Description
In 1945, New York City stood at the pinnacle of its cultural and economic power. Never again would the city possess the unique mixture of innocence and sophistication, romance and formality, generosity and confidence which characterized it in this moment of triumph. In Manhattan '45, acclaimed travel writer and historian Jan Morris evokes the city in all its romantic grandeur. From its beguilingly idiosyncratic architectural style to its unmistakable slang, post-War New York springs to life through Morris's brisk, affectionate prose. Morris visits Wall Street, Harlem, Greenwich Village, Chinatown, and the Lower East Side. She rides the trollies, the El, the Hudson River ferries, and the Twentieth Century Limited. She dines at Schrafft's and Le Pavillon, drinks ale at McSorley's Saloon, sips Manhattans at the Manhattan Club, and spots celebrities at El Morocco. She meets Fiorello La Guardia, Robert Moses, Leo Durocher, I. B. Singer, and Dizzy Gillespie. And she tours the tenements of Hell's Kitchen and the Gashouse district, as well as the Foundling Hospital where the crushing realities of poverty belie the unchallenged exuberance of the age. Taking into account both Social Register and slum, Manhattan '45 celebrates New York's Golden Age as a place where, for one unrepeatable moment in history, anything seemed possible.
Author: Jan Morris
Publisher: Johns Hopkins University Press
Published: 07/23/1998
Pages: 282
Binding Type: Paperback
Weight: 0.75lbs
Size: 8.21h x 5.57w x 0.69d
ISBN13: 9780801859571
ISBN10: 0801859573
BISAC Categories:
- History | United States | 20th Century
- Social Science | Sociology | Urban
- Travel | United States | General
About the Author
Jan Morris is a travel writer and historian. Her many books include Hong Kong: Epilogue to an Empire, The Venetian Empire: A Sea Voyage, Conundrum, and Among the Cities.

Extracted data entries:
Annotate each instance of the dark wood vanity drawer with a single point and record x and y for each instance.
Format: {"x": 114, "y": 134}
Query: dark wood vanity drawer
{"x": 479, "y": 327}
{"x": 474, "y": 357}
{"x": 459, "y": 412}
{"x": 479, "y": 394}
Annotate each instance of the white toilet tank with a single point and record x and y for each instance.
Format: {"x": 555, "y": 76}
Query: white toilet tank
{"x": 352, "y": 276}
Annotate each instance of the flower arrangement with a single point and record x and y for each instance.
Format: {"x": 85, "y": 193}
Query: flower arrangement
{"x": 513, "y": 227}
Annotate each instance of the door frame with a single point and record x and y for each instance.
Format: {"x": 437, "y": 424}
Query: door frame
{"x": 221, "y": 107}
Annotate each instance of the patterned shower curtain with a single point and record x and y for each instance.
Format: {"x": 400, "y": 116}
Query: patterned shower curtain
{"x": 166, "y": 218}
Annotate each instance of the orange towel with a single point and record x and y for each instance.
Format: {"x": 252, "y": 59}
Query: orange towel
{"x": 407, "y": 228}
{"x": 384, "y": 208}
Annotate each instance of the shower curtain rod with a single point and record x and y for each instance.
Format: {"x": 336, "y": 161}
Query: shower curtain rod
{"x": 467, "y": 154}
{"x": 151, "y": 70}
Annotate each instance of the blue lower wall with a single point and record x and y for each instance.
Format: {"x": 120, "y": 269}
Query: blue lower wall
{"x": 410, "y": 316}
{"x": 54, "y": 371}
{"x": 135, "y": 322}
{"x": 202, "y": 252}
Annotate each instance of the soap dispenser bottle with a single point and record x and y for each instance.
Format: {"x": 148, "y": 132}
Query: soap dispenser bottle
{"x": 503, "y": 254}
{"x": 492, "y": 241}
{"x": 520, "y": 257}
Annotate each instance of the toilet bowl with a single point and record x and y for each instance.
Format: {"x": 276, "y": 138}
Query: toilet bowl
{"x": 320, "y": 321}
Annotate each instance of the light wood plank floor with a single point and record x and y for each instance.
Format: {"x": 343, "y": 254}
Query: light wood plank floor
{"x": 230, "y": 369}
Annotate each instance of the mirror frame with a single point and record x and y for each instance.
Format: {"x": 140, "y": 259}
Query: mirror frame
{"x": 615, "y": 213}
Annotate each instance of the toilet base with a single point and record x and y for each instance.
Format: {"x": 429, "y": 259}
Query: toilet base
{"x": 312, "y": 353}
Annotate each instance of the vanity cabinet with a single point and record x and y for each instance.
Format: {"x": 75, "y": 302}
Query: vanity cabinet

WHAT THE TASK ASKS
Answer these questions about the Manhattan '45 book page:
1. Where does Morris drink ale?
2. Who is the publisher?
3. How many pages does the book have?
The listing has no connection to the text about the book.

COMPLETED EXERCISE
1. McSorley's Saloon
2. Johns Hopkins University Press
3. 282